[Work instruction 1]:
Answer these questions about the passage on the siege of Silves, one answer per line, marked (a), (b) and (c):
(a) How many ships from Galicia joined the expedition?
(b) On what date was Silves handed over by agreement?
(c) How many other castles came into Portuguese hands as a result of the fall of Silves?
[Work instruction 2]: Echo part of the passage on the siege of Silves word for word. Begin at the words "After a description" and stop after the words "along the way.".

═══ Excerpted passage

At Lisbon, having learned that a previous group of crusaders had sacked Alvor, the crusaders were asked by King Sancho I of Portugal to assist him in capturing Silves. The expedition was augmented by 37 ships from Galicia plus a Portuguese squadron. At Silves, they were joined by a ship from Brittany. At this point in the narrative, the author gives a detailed description of Silves. The siege began on 21 July and is recounted in detail, including the use of siege engines by both sides and extensive tunneling. On 3 September, the city was handed over by agreement. The author notes when the crusaders acted "in defiance of the treaty" and how this created bad blood between them and King Sancho.

After a description of the division of—and disputes over—the booty, the author notes that nine other castles came into Portuguese hands as a consequence of the fall of Silves. The expedition entered the Atlantic again on 20 September. The remainder of the narrative describes the voyage as far as Marseille, noting the places passed along the way.

══════
═══ Raw data

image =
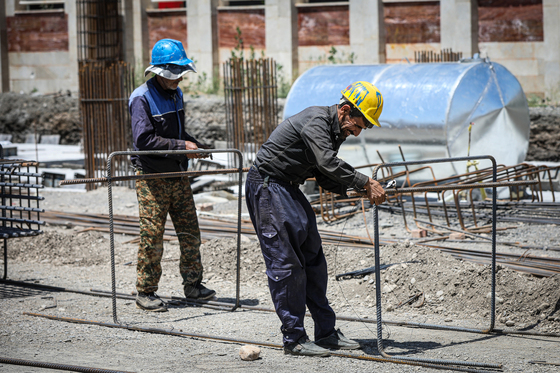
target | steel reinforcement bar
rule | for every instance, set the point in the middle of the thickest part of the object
(434, 189)
(461, 366)
(72, 368)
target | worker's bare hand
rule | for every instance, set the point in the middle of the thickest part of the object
(189, 145)
(375, 192)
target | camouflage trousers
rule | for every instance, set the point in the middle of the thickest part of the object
(157, 198)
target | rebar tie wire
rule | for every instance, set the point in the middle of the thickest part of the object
(110, 178)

══════

[Written reply 1]:
(a) 37 ships
(b) 3 September
(c) Nine

[Written reply 2]:
After a description of the division of—and disputes over—the booty, the author notes that nine other castles came into Portuguese hands as a consequence of the fall of Silves. The expedition entered the Atlantic again on 20 September. The remainder of the narrative describes the voyage as far as Marseille, noting the places passed along the way.